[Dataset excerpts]
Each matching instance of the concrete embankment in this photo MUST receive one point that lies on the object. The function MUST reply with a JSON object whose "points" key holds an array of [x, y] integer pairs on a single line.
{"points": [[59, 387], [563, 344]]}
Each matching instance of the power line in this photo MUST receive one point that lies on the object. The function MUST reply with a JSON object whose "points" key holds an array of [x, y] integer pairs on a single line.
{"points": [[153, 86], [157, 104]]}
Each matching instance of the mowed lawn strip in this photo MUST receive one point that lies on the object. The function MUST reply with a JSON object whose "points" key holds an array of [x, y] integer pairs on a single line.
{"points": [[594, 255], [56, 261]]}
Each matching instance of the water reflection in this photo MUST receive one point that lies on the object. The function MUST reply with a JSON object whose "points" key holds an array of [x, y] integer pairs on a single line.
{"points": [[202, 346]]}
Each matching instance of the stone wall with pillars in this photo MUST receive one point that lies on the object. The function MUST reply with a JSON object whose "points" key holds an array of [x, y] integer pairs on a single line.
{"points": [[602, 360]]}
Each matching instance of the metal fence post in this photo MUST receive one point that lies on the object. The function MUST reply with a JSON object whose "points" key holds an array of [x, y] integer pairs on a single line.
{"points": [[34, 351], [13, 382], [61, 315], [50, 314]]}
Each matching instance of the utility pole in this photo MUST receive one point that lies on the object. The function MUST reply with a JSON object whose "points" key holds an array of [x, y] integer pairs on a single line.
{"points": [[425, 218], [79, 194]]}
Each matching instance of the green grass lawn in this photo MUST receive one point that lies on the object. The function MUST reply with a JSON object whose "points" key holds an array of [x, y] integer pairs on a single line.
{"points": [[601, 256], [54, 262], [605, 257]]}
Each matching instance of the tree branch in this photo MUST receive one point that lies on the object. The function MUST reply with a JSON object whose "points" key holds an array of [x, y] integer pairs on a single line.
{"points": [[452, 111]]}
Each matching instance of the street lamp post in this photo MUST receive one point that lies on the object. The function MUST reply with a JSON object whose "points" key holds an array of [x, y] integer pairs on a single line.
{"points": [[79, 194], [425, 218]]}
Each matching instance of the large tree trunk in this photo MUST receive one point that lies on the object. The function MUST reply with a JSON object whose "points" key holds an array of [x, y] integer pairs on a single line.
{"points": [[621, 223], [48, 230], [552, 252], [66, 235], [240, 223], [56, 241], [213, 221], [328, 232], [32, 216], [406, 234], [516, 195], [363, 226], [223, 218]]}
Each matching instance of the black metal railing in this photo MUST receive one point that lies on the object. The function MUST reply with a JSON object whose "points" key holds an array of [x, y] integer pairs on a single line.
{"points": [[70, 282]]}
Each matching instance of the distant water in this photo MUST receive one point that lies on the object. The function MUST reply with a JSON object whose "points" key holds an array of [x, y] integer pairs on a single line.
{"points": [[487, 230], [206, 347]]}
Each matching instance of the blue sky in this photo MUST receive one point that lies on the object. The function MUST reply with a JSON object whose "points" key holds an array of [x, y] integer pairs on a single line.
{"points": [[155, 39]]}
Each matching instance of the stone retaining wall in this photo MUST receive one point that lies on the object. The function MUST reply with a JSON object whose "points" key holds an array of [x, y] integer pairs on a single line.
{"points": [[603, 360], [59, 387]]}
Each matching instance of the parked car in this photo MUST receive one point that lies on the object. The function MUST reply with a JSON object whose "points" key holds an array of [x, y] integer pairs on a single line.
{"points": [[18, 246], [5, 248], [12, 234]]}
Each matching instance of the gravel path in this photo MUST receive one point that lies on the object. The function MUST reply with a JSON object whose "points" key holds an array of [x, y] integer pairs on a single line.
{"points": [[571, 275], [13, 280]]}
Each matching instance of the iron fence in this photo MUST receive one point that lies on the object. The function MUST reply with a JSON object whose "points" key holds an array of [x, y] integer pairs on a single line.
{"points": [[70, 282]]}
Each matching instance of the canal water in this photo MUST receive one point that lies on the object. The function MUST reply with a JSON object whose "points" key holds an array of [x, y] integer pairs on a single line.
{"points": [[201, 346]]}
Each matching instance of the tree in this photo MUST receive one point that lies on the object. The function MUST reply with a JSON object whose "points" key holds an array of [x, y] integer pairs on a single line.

◆ ABOUT THIS EXERCISE
Transcribe each line of the data exactly, skipping none.

◆ SOLUTION FOR THIS PROBLEM
Each matching instance of the concrete embankment in this photo MUST receive one point that lies on the object. The function MUST reply with a JSON object whose "points" key holds an array of [x, y] integer pairs on a single line.
{"points": [[59, 387], [563, 344]]}
Each matching instance of the power line in this photo MUST receive one point that lies on the object. The function MUST reply with a JSON object whose "points" key holds an array of [x, y] integer pairs on a single line.
{"points": [[153, 86], [157, 104]]}
Each matching instance of the mowed lawn strip in this photo MUST receive one point that lies on the object. The function MUST reply with a JSON object whose "points" key holds an array of [x, y] integer pairs on a single line.
{"points": [[594, 255], [56, 261]]}
Each matching instance of the water reflection in this photo MUST receive one point that lies on the object. The function MUST reply with a JSON object whose "points" key holds an array of [x, y] integer pairs on a single line.
{"points": [[202, 346]]}
Each matching instance of the stone wall with pillars in this photo MUST receive one point that lies on the object. The function MUST reply with a JSON object whose "points" key holds an array of [x, y] integer pairs on a single line.
{"points": [[602, 360]]}
Each matching instance of the metal fence post in this photo MUST receive one point that lies on the object. The function MUST reply with a JSON object whose "points" key holds an array of [x, y] integer pairs on a single line.
{"points": [[34, 351], [13, 382], [61, 315], [50, 314]]}
Each matching instance of the utility pole in this photo MUST receive one point that lies on the object. The function MUST reply with a JSON object whose "points" key holds an array of [x, y] integer pairs on a single line.
{"points": [[425, 218], [79, 194]]}
Each matching instance of the green grass lawn in this photo MUST receive one point that lies on the object. The function MUST reply with a JSON object whose "points" key holds an array of [x, y] integer pairs on a single line.
{"points": [[601, 256], [54, 262], [605, 257]]}
Each matching instance of the tree branch in this photo MUST receive one point that lies on the object. The function MUST reply with a JSON object whose "points" key holds an array of [x, y] integer pairs on a single line.
{"points": [[452, 111]]}
Each matching instance of the street lamp post in this photo MUST receive one point that lies on the object. The function MUST reply with a JSON object whose "points" key holds an array of [x, y] integer pairs on a single line.
{"points": [[79, 194], [425, 218]]}
Each matching instance of the large tree trunk in this photo MUST receive one point that lies on the object. The function MUST reply with a JSON object whose "points" key holds an array of [x, y] integer pairs on a single line.
{"points": [[621, 223], [48, 230], [552, 252], [66, 235], [240, 223], [56, 241], [213, 221], [328, 232], [32, 216], [406, 234], [516, 195], [363, 226], [223, 218]]}
Each matching instance of the black metal railing in this photo MUST receive one point that lies on the object. The function MUST reply with a JSON object whose "points" key holds an array of [x, y] integer pairs on a single line.
{"points": [[70, 282]]}
Each matching instance of the distant water in this photo MUST receive one point that lies on the object. The function MUST reply with a JSON object whose "points" key holds an array of [x, y] integer pairs on a single line.
{"points": [[487, 230], [206, 347]]}
Each matching instance of the blue sky in this photo MUST receive one point that lies on the object. The function MUST reply with a JSON object whose "points" key holds an array of [x, y] integer pairs on a single line.
{"points": [[155, 39]]}
Each matching instance of the stone retaining wall in this photo MUST receive one point that lies on the object. The function MUST reply with a JSON object whose "points" key holds an array of [x, y] integer pairs on a single line.
{"points": [[603, 360], [59, 387]]}
Each matching instance of the parked car in this photo MUST receive one point that lies on the object. The function MUST reply with a JSON object whose "points" key holds an array of [x, y] integer pairs on a single line.
{"points": [[18, 246], [5, 248], [12, 234]]}
Each matching instance of the gravel path in this photo MUST receive one point that lies on the object. The function MUST reply with a JSON object whose "points" key holds an array of [x, y] integer pairs on a single line.
{"points": [[571, 275], [13, 280]]}
Each matching instance of the iron fence in this photo MUST receive one point that lies on the object. The function MUST reply with a JSON object whose "points" key holds an array of [x, y] integer pairs on a single line.
{"points": [[70, 282]]}
Each matching instance of the canal water in this photo MUST receive one point that lies on the object. The function MUST reply with a JSON object whose "points" key holds an array of [x, y] integer pairs on a single line.
{"points": [[201, 346]]}
Each matching instance of the tree in this photo MUST receive one point that lies on the object. The function MUST reply with a JSON object whose "points" key holds an array of [x, y] integer pairs on a single line.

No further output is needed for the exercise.